----- The data -----

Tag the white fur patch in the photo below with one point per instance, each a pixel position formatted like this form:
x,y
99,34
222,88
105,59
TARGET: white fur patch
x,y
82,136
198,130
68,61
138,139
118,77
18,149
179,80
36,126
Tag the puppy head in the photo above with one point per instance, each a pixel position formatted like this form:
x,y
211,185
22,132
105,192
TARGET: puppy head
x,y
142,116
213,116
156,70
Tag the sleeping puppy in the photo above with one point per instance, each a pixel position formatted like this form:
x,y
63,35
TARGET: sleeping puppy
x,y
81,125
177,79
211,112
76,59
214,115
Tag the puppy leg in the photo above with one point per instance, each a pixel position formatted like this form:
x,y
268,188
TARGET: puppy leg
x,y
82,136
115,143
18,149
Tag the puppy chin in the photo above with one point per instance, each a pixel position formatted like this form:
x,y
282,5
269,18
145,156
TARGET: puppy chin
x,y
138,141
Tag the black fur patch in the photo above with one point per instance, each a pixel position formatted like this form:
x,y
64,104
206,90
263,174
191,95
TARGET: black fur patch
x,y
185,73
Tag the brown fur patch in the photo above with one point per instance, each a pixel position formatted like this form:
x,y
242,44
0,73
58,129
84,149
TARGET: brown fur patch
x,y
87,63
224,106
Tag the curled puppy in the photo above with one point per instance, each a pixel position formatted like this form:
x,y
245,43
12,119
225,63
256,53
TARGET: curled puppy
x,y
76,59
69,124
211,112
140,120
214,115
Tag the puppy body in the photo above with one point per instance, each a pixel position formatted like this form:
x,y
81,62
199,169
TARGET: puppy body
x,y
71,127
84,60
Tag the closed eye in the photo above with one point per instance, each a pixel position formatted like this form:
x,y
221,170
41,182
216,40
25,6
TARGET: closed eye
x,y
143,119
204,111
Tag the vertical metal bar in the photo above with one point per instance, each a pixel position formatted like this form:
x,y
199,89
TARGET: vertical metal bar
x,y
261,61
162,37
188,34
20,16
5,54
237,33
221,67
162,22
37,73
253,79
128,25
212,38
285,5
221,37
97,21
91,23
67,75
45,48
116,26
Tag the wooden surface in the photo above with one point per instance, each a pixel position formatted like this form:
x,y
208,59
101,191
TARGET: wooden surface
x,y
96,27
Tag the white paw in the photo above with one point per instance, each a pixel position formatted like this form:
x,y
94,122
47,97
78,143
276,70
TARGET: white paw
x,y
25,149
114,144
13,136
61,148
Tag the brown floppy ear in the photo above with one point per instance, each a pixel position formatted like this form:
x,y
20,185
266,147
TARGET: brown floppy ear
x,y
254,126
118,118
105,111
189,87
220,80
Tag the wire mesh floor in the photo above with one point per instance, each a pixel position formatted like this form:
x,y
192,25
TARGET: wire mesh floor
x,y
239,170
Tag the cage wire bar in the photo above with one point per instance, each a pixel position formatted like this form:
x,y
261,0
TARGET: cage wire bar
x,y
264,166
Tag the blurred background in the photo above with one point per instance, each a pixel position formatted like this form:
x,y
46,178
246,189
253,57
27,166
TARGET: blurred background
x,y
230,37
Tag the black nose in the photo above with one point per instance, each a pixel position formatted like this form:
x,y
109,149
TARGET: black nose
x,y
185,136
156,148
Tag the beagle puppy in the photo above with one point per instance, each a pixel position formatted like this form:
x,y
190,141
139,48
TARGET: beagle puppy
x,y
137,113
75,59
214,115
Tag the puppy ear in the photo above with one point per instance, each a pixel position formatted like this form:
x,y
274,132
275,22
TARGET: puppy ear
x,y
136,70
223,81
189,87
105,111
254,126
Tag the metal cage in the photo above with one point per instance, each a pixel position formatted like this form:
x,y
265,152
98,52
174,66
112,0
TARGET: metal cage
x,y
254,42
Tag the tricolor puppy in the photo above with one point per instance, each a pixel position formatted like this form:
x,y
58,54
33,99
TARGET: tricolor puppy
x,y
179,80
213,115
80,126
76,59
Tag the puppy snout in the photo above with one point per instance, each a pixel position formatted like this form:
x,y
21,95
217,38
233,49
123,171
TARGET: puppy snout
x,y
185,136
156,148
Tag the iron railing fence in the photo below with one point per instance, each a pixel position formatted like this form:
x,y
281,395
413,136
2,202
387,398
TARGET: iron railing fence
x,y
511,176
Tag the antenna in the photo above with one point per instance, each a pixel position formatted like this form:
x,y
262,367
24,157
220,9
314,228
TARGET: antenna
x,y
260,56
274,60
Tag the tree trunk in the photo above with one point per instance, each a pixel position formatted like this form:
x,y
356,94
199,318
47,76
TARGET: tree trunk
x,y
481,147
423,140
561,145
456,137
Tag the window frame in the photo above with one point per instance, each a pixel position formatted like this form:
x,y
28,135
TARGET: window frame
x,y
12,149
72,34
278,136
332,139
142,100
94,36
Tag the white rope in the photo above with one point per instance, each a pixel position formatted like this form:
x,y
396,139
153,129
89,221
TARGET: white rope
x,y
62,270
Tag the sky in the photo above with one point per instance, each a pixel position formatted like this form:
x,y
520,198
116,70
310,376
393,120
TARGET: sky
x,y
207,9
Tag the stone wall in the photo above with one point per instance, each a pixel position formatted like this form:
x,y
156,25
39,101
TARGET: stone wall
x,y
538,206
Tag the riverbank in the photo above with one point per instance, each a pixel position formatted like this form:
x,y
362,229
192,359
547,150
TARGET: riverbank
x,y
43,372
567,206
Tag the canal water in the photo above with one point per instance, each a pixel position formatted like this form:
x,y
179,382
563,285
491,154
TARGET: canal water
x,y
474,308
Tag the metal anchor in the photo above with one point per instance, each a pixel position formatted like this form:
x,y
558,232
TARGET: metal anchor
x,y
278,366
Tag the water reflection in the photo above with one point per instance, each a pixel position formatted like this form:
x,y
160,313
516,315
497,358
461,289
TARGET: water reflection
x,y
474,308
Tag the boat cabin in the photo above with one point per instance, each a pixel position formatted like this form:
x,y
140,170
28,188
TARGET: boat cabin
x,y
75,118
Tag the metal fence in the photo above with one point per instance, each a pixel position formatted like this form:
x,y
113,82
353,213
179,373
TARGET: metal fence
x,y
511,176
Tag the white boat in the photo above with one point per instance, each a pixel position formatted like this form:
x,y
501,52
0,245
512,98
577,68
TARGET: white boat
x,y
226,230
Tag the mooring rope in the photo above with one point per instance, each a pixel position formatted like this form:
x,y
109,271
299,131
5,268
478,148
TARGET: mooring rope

-----

■ What to produce
In the records above, some lines may contain the word "below"; copy every one of them.

■ Answer section
Tag the white fur patch in the photo below with one point per instance, each a pixel position formatted like this form:
Tag the iron railing fence in the photo below with one point per instance, each a pixel position formatted like this form:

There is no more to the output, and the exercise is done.